Minor accident cap could help ease pressure on ICBC

Published: December 2, 2017

Updated: July 24, 2018

Author: Luke Jones



The Insurance Corporation of British Columbia (ICBC) continues to look for ways to secure itself financially. The government of B.C. is now considering putting an insurance cap on claims on minor automobile collisions in an effort to help the cash strapped crown corporation.

Also up for change is a potential increase of the eligible amounts for physiotherapy and other medical benefits. David Eby, the provincial Attorney General and the minister in charge of ICBC says the cap on minor claims will be among the key reforms that will help the company avoid raising auto insurance premiums.

A review into the public insurers was published last summer. It found the ICBC is in financial trouble and would have to raise auto insurance rates by at least 30% just to break even. Eby has said that will not happen and has been searching for other reforms to ease the pressure on the ICBC.

## Data under study
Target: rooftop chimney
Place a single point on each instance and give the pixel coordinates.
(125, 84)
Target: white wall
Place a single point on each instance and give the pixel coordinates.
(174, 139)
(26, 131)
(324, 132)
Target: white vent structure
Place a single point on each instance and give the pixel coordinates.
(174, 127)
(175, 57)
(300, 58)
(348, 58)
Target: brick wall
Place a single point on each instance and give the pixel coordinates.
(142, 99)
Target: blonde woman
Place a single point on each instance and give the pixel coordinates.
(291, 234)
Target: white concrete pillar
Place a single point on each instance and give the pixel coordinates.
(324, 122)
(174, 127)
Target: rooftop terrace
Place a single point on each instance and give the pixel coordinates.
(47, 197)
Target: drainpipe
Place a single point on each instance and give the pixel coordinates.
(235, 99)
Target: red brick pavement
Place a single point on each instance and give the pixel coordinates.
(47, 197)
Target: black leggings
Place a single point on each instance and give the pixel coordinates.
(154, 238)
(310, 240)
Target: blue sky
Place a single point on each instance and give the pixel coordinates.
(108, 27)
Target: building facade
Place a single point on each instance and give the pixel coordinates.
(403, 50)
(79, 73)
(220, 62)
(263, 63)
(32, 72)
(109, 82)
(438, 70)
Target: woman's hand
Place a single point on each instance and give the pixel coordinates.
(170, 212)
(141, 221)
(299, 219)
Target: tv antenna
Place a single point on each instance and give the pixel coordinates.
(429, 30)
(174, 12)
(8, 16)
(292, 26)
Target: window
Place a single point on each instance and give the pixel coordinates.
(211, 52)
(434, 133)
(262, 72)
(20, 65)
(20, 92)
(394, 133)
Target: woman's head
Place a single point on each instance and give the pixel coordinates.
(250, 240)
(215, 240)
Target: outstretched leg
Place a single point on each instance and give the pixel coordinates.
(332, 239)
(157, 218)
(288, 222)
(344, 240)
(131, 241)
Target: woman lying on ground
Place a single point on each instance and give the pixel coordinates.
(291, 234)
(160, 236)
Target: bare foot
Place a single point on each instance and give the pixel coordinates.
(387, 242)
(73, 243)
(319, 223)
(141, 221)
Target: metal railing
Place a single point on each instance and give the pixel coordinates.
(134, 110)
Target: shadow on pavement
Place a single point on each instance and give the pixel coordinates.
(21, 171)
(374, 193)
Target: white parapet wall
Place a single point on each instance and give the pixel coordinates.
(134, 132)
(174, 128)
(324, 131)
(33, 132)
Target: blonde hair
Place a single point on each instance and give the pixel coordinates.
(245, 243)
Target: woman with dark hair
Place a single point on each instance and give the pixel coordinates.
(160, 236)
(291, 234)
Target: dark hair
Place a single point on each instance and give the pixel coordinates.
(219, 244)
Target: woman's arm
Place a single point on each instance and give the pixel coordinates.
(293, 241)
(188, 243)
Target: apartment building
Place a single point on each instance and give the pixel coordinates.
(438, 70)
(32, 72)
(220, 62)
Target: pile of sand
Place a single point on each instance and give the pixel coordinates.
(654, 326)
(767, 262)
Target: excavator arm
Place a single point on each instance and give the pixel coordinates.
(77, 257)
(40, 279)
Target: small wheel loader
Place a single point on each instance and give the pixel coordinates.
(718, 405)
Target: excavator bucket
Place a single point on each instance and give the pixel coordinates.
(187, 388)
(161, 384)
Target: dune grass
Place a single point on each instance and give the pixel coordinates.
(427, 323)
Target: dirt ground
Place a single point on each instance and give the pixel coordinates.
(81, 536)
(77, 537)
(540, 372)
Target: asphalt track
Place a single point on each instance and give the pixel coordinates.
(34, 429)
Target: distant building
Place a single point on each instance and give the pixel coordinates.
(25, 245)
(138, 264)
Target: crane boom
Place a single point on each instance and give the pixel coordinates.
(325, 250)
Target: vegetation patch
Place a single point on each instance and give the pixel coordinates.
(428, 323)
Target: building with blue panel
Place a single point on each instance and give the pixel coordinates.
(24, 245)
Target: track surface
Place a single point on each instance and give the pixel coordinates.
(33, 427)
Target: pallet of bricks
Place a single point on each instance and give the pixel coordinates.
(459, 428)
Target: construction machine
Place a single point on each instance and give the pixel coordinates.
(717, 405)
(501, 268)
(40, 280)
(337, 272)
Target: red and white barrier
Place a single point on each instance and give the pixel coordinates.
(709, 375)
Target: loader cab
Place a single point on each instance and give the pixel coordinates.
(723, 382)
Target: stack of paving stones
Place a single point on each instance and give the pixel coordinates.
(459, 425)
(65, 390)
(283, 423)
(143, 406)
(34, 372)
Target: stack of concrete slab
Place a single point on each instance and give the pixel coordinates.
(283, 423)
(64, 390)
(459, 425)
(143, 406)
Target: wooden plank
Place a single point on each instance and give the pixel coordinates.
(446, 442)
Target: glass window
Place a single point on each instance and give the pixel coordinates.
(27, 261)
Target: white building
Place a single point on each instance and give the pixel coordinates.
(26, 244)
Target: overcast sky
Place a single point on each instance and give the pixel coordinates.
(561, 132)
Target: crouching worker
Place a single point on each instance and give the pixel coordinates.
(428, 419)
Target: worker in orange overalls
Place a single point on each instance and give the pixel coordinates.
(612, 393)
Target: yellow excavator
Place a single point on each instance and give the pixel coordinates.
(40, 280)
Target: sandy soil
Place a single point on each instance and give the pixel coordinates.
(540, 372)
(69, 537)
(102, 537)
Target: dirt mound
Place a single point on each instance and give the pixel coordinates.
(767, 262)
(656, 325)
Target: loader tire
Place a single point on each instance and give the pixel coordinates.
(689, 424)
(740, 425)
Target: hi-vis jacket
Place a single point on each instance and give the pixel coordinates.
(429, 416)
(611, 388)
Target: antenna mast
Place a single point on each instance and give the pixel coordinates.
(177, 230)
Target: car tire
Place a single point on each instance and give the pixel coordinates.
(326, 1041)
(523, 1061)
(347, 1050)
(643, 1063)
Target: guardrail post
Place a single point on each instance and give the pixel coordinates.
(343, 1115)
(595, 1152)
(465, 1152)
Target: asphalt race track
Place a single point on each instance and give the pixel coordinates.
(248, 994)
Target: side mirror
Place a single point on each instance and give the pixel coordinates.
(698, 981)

## Aim of the exercise
Could you continue the article about the proposed cap on minor accident claims at ICBC, starting after its final sentence?

## Answer box
“We’re looking at caps on minor pain and suffering awards, because there’s been an explosion in the size of awards people receive for minor whiplash and minor injuries,” he told Vancouver Sun in an interview. “It’s a very significant piece of the portfolio of reforms we’re looking at.”

ICBC board chair Joy MacPhail explained a cap to minor claims has worked for other provinces and states.

“We’ve also made it clear if one is involved in a catastrophic crash where there’s huge injuries suffered, that the tort system will still apply and one will be able to litigate those kinds of claims,” she said.